··· EXCERPT ···

Woolworths’ Endeavour exit “not about gaming”
Woolworths Group chief executive Brad Banducci has said that its proposal to merge and divest its pub and liquor businesses is not about distancing itself from its controversial pokies business.
The hotel and gaming segment of Woolworth’s business came under fire last year when it was revealed that staff were keeping track of customers’ gambling and drinking preferences in an effort to extract more money.
“It’s not about gaming, it’s about helping both businesses unlock their full potential,” Banducci said about the proposed merger of ALH and Endeavour Drinks and subsequent divestment of Endeavour Group, the AAP reported.
But Bruce Methieson Snr, who owns 25 per cent of the ALH joint venture, believes the gaming business’s reputation had a “major influence” on the group’s plans.
“Realistically, that was a major thing because there are people who don’t like poker machines. You weigh up everything in your business. It was certainly, I think, part of their reasoning… but I don’t think it was the be all and end all,” Mathieson said, according to the Sydney Morning Herald.

···

■ **GIVEN PROBLEM**:
Answer these questions about the Woolworths article:
1. Who is the chief executive of Woolworths Group?
2. What were staff revealed to be keeping track of?
3. Which two businesses are proposed to be merged?

··· RECORDS SHOWN ···

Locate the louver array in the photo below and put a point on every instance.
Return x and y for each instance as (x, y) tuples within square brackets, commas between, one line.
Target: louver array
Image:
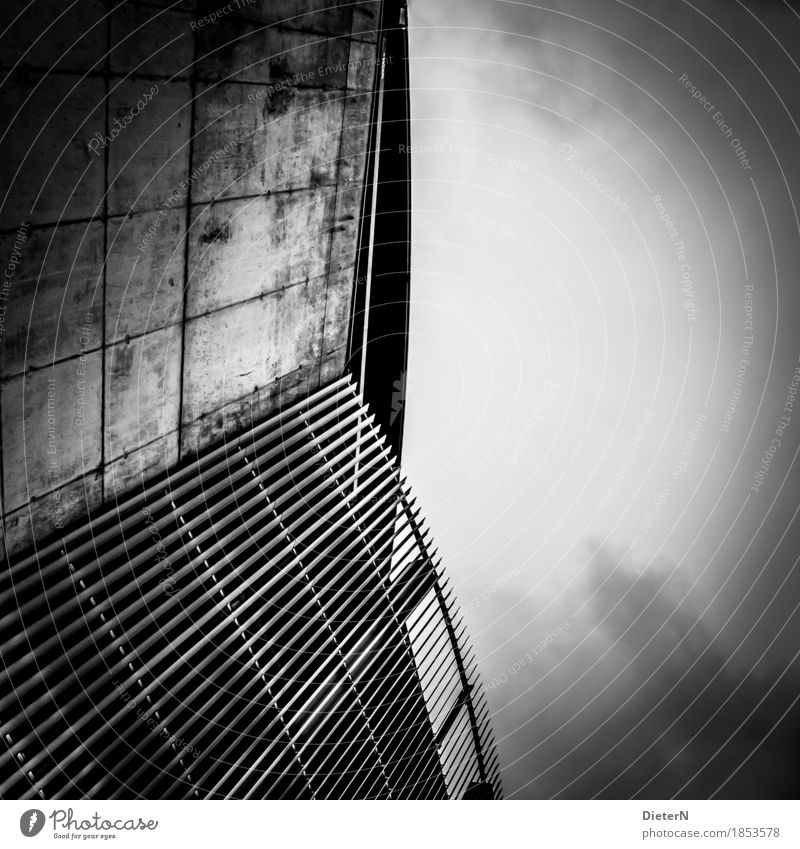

···
··· RECORDS SHOWN ···

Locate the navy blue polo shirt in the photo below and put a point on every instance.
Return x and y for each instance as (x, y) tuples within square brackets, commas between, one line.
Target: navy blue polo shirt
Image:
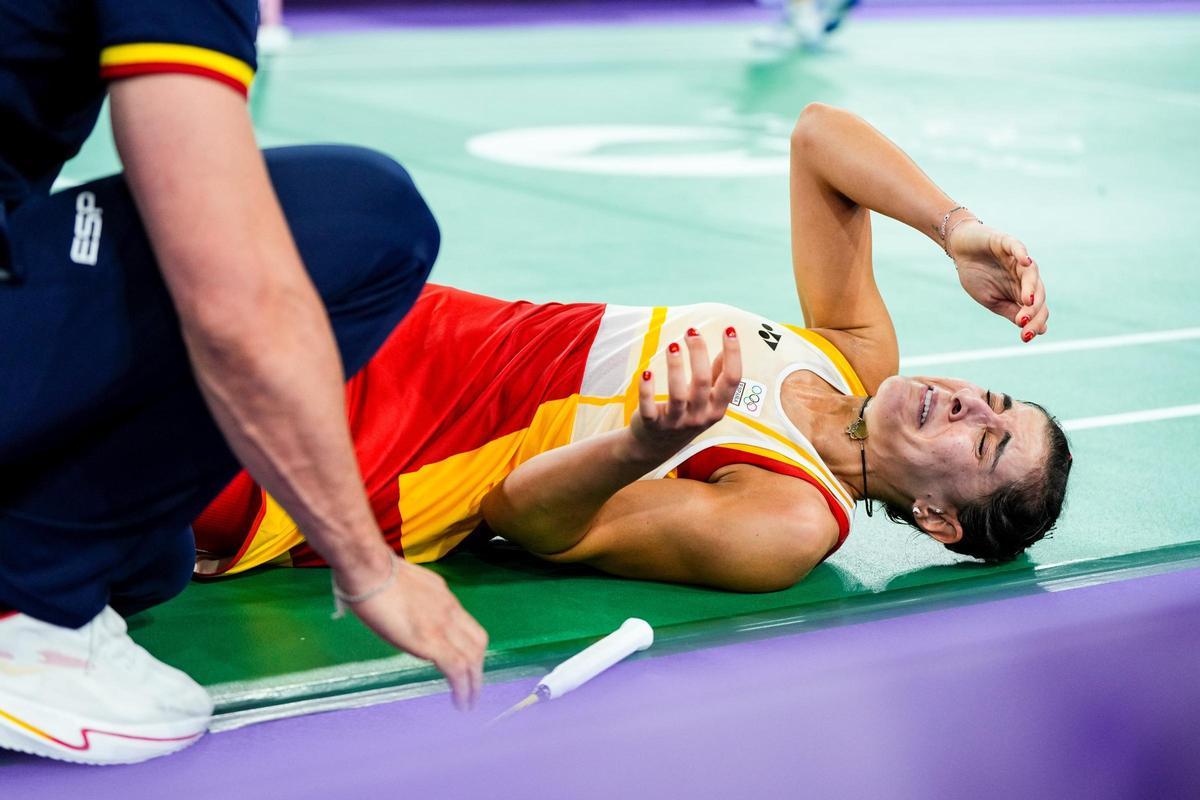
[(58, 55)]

···

■ **RESPONSE**:
1. Brad Banducci
2. Customers' gambling and drinking preferences
3. ALH and Endeavour Drinks